Your instructions -> The full listing, from first line to last, should be set down again exactly.

Record excerpts ->
************
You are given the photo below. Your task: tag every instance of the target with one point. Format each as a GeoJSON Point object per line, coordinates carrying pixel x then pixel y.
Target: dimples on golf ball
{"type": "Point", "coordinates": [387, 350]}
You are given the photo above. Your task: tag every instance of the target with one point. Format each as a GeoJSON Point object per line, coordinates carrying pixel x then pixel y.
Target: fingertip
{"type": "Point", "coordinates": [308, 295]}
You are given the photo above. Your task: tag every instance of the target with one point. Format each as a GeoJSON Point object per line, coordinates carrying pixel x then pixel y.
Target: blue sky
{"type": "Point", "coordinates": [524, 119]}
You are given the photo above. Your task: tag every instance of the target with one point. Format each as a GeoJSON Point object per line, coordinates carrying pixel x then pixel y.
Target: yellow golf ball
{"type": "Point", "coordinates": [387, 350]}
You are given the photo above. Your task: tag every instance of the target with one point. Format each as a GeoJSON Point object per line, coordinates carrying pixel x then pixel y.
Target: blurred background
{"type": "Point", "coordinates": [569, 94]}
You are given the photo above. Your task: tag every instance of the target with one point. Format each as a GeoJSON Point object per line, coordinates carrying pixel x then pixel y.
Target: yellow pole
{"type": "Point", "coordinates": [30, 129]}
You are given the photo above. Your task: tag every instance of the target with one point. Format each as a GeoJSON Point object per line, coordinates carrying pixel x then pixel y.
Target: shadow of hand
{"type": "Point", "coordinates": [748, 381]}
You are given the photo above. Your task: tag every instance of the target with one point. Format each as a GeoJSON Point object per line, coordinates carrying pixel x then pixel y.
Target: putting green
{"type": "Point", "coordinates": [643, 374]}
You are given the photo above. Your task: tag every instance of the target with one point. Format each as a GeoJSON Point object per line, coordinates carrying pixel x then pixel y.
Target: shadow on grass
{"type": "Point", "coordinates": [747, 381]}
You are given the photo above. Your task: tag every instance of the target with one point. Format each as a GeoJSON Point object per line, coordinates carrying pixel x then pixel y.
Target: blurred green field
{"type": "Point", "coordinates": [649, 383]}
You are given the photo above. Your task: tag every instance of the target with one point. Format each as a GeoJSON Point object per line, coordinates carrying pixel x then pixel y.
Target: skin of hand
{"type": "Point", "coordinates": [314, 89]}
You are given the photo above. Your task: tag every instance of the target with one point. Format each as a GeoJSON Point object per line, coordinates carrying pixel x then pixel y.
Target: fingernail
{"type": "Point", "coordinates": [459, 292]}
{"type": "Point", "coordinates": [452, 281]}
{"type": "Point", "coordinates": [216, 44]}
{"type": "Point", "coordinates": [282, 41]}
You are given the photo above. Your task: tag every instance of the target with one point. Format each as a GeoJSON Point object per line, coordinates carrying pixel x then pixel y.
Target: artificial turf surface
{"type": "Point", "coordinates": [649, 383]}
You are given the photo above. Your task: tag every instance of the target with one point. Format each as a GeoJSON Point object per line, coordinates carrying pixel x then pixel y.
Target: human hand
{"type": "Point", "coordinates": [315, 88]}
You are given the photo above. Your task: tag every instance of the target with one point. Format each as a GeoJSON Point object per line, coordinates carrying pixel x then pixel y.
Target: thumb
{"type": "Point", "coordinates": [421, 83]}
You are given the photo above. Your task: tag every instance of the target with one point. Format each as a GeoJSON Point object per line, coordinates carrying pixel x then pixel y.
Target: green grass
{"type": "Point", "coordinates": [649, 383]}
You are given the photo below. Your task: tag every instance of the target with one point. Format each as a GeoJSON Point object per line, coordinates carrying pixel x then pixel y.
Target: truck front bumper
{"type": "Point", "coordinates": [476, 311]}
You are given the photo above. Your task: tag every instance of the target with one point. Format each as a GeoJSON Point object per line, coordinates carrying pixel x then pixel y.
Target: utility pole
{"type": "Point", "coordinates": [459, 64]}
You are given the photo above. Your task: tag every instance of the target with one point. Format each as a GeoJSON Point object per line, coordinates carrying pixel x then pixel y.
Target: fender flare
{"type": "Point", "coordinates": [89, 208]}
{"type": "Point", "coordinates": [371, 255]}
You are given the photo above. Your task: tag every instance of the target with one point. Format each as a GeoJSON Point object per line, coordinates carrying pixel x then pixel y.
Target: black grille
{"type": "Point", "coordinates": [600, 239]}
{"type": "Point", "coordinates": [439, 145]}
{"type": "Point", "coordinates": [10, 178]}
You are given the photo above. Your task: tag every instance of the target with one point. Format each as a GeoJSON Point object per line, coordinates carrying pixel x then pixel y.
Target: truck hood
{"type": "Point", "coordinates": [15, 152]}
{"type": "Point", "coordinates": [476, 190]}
************
Answer box ->
You are given the photo below. Your task: tag every instance of the target with one point. Format each as a GeoJSON Point object per line, coordinates carrying pixel x then pixel y.
Target: dimples on golf ball
{"type": "Point", "coordinates": [387, 350]}
You are given the photo above. Your task: tag every instance of the target with one point. Format each as a GeoJSON Point object per line, coordinates carrying pixel x then pixel y.
Target: fingertip
{"type": "Point", "coordinates": [308, 295]}
You are given the photo above. Your task: tag every instance of the target with one point. Format each as a GeoJSON Point object per line, coordinates carrying pixel x then pixel y.
Target: blue sky
{"type": "Point", "coordinates": [524, 119]}
You are given the photo above. Your task: tag every instance of the target with one point. Format each as a GeoJSON Point object per line, coordinates carrying pixel x then pixel y.
Target: yellow golf ball
{"type": "Point", "coordinates": [387, 350]}
You are given the photo above. Your task: tag every instance of the target with one point. Format each as a GeoJSON Point object per line, coordinates carrying pixel x then pixel y.
Target: blurred background
{"type": "Point", "coordinates": [569, 94]}
You are given the photo above. Your task: tag every instance of the target with one point. Format each as a GeoJSON Point object per line, coordinates carrying pixel x then pixel y.
Target: yellow pole
{"type": "Point", "coordinates": [30, 129]}
You are given the photo above. Your task: tag every instance of the target with one point. Format each as a GeoJSON Point object per line, coordinates carrying pixel x then pixel y.
Target: shadow of hand
{"type": "Point", "coordinates": [748, 381]}
You are given the photo above. Your task: tag every instance of the target with one point. Format each as a GeoJSON Point object per line, coordinates carrying pixel x then pixel y.
Target: putting green
{"type": "Point", "coordinates": [643, 374]}
You are given the photo above. Your task: tag every instance of the target with one point. Format each as a GeoJSON Point object per line, coordinates carrying pixel x then pixel y.
Target: shadow on grass
{"type": "Point", "coordinates": [747, 381]}
You are given the photo above. Your task: tag every instance of the target with one point. Format each as a GeoJSON Point object per line, coordinates carrying pixel x then pixel y.
Target: blurred green field
{"type": "Point", "coordinates": [649, 383]}
You are given the photo above. Your task: tag every instance of the target with one point. Format each as a GeoJSON Point object per line, coordinates carrying pixel x then pixel y.
Target: skin of hand
{"type": "Point", "coordinates": [314, 89]}
You are given the photo above. Your task: tag every instance of the target with one point. Format each as a GeoJSON Point object per line, coordinates carrying pixel x then pixel y.
Target: fingernail
{"type": "Point", "coordinates": [459, 292]}
{"type": "Point", "coordinates": [452, 281]}
{"type": "Point", "coordinates": [216, 44]}
{"type": "Point", "coordinates": [282, 41]}
You are given the photo above. Your task: tag every instance of the target with one point. Format each as a GeoJSON Point object per line, coordinates carrying pixel x then pixel y.
Target: artificial turf surface
{"type": "Point", "coordinates": [649, 383]}
You are given the photo above. Your task: tag every instance of the target with one point. Format each as a GeoJSON Point object per line, coordinates carrying pixel x then pixel y.
Target: human hand
{"type": "Point", "coordinates": [315, 88]}
You are given the photo above. Your task: tag every instance of the target with one point. Format each as a GeoJSON Point object per line, coordinates carrying pixel x then pixel y.
Target: thumb
{"type": "Point", "coordinates": [421, 83]}
You are given the photo above. Your task: tag every instance of the target with one point. Format each as a GeoJSON Point object per line, coordinates carrying pixel x then pixel y.
Target: green grass
{"type": "Point", "coordinates": [649, 383]}
You are given the photo below. Your task: tag every instance of the target with one point. Format each as a GeoJSON Point object per line, coordinates carrying pixel x then pixel y.
Target: truck front bumper
{"type": "Point", "coordinates": [476, 311]}
You are given the photo above. Your task: tag every instance of the target with one point. Format each as a GeoJSON Point object per line, coordinates carrying pixel x then pixel y.
Target: utility pole
{"type": "Point", "coordinates": [459, 64]}
You are given the photo above. Your task: tag every instance of the target with one point. Format each as a GeoJSON Point object per line, coordinates carrying pixel x then pixel y.
Target: fender flare
{"type": "Point", "coordinates": [89, 208]}
{"type": "Point", "coordinates": [371, 255]}
You are given the photo above. Your task: tag every instance of the target with one point. Format each as a GeoJSON Point object per line, coordinates carrying pixel x then pixel y.
Target: black grille
{"type": "Point", "coordinates": [600, 239]}
{"type": "Point", "coordinates": [439, 145]}
{"type": "Point", "coordinates": [10, 178]}
You are given the photo above. Your task: tag every instance of the target with one point. Format each as a GeoJSON Point object per line, coordinates carrying pixel x then pixel y.
Target: truck hood
{"type": "Point", "coordinates": [15, 152]}
{"type": "Point", "coordinates": [476, 190]}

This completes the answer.